>> Begin
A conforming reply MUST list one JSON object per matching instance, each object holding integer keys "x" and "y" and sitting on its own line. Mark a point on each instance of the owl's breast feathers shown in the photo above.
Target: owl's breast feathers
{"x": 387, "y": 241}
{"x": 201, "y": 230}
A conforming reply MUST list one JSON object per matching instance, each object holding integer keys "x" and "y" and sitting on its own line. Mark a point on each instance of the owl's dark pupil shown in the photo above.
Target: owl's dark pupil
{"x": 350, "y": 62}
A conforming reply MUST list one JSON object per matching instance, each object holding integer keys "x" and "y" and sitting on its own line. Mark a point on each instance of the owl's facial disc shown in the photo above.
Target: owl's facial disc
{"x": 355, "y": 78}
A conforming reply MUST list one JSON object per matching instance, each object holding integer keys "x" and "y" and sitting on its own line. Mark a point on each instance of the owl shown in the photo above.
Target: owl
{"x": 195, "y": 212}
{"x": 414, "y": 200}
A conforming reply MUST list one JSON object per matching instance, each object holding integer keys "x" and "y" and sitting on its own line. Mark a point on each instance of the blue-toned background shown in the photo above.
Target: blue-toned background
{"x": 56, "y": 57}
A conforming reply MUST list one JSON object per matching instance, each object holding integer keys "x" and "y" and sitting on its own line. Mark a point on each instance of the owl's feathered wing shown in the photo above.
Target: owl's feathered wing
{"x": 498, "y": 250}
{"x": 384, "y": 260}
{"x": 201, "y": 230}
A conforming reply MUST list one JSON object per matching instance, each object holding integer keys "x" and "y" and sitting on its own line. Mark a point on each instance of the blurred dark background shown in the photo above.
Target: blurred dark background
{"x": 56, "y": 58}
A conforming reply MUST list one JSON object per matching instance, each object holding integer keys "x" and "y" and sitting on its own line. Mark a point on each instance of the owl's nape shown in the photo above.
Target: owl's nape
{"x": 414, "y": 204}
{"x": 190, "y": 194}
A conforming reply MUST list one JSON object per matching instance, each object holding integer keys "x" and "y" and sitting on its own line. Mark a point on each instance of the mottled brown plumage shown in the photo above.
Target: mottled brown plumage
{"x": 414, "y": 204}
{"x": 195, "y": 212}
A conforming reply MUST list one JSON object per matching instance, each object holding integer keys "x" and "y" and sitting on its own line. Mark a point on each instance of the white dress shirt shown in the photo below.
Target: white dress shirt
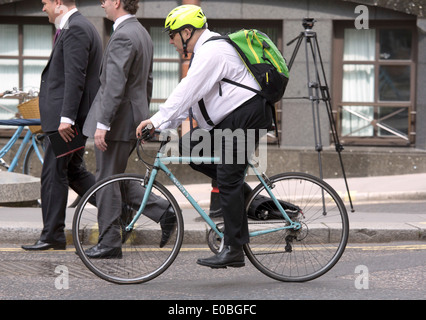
{"x": 213, "y": 61}
{"x": 114, "y": 27}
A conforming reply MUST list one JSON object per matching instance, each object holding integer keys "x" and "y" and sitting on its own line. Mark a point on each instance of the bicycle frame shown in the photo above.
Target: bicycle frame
{"x": 159, "y": 164}
{"x": 28, "y": 136}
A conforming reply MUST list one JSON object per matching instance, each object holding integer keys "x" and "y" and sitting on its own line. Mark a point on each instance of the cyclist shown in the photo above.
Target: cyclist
{"x": 218, "y": 107}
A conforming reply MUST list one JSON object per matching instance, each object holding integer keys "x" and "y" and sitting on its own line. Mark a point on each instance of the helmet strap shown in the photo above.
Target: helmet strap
{"x": 185, "y": 43}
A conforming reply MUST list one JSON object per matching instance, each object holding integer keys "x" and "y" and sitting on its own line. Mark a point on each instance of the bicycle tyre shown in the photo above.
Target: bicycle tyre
{"x": 311, "y": 251}
{"x": 142, "y": 258}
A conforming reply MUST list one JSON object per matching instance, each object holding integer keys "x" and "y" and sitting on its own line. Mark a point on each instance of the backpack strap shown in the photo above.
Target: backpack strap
{"x": 242, "y": 86}
{"x": 204, "y": 112}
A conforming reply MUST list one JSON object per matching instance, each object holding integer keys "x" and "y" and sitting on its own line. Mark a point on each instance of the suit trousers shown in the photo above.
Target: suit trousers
{"x": 58, "y": 174}
{"x": 230, "y": 175}
{"x": 110, "y": 201}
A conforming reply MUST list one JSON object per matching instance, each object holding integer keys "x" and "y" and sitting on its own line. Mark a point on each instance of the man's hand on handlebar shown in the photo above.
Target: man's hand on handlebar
{"x": 145, "y": 130}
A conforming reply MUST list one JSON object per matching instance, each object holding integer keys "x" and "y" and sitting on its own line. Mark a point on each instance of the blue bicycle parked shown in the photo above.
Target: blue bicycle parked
{"x": 31, "y": 145}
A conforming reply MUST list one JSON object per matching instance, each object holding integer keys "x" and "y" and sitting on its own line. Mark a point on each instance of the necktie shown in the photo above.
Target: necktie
{"x": 58, "y": 31}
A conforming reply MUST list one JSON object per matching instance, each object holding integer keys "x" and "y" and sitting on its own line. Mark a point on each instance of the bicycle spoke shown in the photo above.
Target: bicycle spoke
{"x": 140, "y": 258}
{"x": 304, "y": 254}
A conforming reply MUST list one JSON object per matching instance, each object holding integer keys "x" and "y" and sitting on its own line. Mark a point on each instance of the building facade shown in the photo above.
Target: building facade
{"x": 373, "y": 59}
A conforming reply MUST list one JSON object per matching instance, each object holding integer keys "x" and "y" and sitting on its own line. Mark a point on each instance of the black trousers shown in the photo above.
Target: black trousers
{"x": 56, "y": 177}
{"x": 230, "y": 175}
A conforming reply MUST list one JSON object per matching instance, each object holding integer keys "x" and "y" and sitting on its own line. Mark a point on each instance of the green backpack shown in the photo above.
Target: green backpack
{"x": 264, "y": 61}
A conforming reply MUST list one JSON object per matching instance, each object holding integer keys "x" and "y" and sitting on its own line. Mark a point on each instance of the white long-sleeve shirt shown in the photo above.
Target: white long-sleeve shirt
{"x": 213, "y": 61}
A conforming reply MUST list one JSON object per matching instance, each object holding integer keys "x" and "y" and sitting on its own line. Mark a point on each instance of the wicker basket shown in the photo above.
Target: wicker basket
{"x": 30, "y": 110}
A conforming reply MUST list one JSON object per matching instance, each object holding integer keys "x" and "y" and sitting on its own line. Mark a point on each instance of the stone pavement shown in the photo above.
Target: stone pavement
{"x": 23, "y": 225}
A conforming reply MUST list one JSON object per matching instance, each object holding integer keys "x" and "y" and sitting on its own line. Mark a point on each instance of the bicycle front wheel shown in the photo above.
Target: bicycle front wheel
{"x": 309, "y": 252}
{"x": 138, "y": 257}
{"x": 32, "y": 163}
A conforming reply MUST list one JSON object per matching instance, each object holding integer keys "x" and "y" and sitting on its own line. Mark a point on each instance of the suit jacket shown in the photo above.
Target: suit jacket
{"x": 122, "y": 101}
{"x": 70, "y": 79}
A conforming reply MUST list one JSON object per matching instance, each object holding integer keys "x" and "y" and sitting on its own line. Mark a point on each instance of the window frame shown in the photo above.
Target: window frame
{"x": 338, "y": 44}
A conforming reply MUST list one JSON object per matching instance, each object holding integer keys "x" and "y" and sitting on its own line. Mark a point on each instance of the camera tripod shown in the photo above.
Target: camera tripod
{"x": 318, "y": 91}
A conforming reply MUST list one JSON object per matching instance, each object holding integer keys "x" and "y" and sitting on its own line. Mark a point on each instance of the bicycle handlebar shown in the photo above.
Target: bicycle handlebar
{"x": 20, "y": 122}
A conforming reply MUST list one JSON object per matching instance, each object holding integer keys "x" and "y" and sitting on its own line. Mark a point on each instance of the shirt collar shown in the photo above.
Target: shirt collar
{"x": 120, "y": 20}
{"x": 65, "y": 18}
{"x": 207, "y": 34}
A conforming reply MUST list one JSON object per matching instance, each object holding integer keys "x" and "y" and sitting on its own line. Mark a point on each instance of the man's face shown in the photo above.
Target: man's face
{"x": 176, "y": 40}
{"x": 109, "y": 7}
{"x": 51, "y": 8}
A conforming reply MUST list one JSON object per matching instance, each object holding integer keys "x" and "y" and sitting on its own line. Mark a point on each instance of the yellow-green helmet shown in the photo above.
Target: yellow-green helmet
{"x": 185, "y": 16}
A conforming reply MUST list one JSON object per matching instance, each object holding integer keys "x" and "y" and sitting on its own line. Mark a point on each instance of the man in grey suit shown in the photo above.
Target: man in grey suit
{"x": 120, "y": 104}
{"x": 69, "y": 84}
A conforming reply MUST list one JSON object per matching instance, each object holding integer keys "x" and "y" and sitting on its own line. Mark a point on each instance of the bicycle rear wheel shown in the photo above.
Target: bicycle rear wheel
{"x": 304, "y": 254}
{"x": 140, "y": 258}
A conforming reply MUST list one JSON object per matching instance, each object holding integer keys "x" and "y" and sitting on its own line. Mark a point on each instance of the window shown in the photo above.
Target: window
{"x": 375, "y": 81}
{"x": 24, "y": 53}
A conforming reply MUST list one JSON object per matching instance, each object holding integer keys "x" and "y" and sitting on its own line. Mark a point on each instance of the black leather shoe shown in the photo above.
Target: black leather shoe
{"x": 101, "y": 251}
{"x": 40, "y": 246}
{"x": 230, "y": 256}
{"x": 167, "y": 223}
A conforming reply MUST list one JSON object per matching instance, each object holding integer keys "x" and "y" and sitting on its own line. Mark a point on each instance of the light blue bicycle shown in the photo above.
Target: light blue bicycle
{"x": 300, "y": 234}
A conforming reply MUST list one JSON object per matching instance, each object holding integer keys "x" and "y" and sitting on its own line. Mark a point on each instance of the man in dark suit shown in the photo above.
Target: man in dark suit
{"x": 69, "y": 84}
{"x": 121, "y": 103}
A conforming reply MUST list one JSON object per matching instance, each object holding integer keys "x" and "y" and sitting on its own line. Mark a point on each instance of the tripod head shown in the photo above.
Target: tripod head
{"x": 308, "y": 23}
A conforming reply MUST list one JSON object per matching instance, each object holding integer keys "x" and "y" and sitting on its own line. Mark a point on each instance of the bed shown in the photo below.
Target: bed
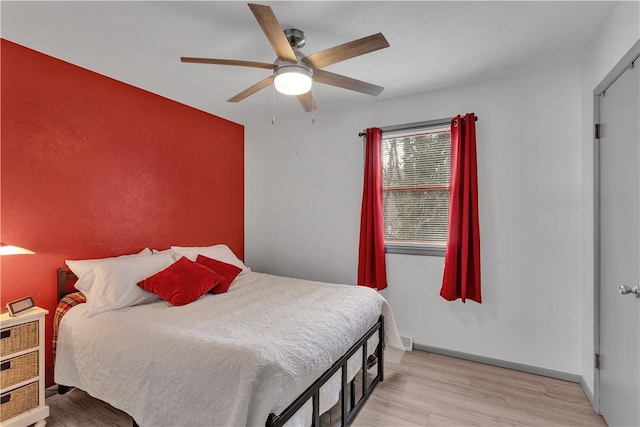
{"x": 271, "y": 350}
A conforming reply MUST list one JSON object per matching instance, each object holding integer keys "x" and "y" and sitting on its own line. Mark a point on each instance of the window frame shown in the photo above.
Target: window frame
{"x": 408, "y": 248}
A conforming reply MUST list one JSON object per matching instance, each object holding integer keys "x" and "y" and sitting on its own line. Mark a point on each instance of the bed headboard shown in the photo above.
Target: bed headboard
{"x": 64, "y": 277}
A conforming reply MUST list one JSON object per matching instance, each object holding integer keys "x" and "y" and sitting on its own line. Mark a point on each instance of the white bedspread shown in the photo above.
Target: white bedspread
{"x": 224, "y": 360}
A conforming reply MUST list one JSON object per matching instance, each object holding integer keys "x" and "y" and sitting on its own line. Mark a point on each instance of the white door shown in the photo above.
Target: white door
{"x": 619, "y": 160}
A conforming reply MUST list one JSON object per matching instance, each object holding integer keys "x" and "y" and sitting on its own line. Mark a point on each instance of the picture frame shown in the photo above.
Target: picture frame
{"x": 20, "y": 305}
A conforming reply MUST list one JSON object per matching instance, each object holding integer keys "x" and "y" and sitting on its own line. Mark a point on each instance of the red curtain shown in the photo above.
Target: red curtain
{"x": 462, "y": 258}
{"x": 371, "y": 263}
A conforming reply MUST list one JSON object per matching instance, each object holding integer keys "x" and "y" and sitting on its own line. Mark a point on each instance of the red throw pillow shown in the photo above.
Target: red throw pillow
{"x": 182, "y": 282}
{"x": 227, "y": 271}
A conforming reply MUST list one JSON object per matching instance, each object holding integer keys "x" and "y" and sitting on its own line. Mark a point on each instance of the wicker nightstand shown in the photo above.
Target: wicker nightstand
{"x": 22, "y": 369}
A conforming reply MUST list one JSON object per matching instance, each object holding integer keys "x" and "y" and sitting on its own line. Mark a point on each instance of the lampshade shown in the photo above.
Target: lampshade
{"x": 292, "y": 80}
{"x": 14, "y": 250}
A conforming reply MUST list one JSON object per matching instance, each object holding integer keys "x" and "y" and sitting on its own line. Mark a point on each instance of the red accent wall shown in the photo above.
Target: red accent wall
{"x": 93, "y": 167}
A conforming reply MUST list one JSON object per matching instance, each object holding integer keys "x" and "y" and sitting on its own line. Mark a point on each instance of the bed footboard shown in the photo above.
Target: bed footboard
{"x": 350, "y": 409}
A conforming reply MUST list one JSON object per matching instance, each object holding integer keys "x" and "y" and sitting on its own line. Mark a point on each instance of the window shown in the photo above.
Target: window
{"x": 416, "y": 182}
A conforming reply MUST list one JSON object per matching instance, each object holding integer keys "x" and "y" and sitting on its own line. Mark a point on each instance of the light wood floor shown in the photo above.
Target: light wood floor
{"x": 424, "y": 390}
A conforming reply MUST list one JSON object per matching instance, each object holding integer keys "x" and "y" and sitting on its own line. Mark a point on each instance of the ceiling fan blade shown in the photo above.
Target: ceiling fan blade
{"x": 227, "y": 62}
{"x": 252, "y": 89}
{"x": 307, "y": 102}
{"x": 347, "y": 50}
{"x": 272, "y": 29}
{"x": 344, "y": 82}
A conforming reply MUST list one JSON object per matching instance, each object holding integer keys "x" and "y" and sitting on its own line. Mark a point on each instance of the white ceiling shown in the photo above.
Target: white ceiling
{"x": 433, "y": 44}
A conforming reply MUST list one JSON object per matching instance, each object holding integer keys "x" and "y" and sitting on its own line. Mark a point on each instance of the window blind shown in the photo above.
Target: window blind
{"x": 416, "y": 176}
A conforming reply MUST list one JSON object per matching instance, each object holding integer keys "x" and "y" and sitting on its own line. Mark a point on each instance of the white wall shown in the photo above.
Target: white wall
{"x": 619, "y": 33}
{"x": 303, "y": 192}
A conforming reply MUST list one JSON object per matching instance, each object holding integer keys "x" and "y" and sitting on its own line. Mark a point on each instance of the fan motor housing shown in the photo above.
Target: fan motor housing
{"x": 297, "y": 38}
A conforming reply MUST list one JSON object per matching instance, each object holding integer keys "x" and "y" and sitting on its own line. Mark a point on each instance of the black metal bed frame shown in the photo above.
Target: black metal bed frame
{"x": 349, "y": 411}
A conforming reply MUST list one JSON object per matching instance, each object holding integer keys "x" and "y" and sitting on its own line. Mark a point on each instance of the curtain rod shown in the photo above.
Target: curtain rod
{"x": 415, "y": 125}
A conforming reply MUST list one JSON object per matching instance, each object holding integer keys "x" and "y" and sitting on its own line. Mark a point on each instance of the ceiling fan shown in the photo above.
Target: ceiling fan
>> End
STATED PROBLEM ::
Only the lines from the one containing "bed frame shown in the photo above." to the end of the data should be printed, exactly as they stand.

RESPONSE TO THIS EXERCISE ::
A conforming reply MUST list one JSON object per matching instance, each object holding integer keys "x" and "y" and sitting on its own line. Mark a point on each instance of the black metal bed frame shown in the photo above.
Target: black metal bed frame
{"x": 349, "y": 411}
A conforming reply MUST list one JSON object per matching instance, each object holding integer keys "x" and "y" and sitting on its own line. Mark a point on each instance of the curtain rod shown in the photo above.
Target: curtain rod
{"x": 415, "y": 125}
A conforming reply MUST list one JSON object per matching instance, each object holding integer keys "x" and "y" and sitting on its own line. Mark a point on each instance of the ceiling fan shown in the photo above.
Target: ceiling fan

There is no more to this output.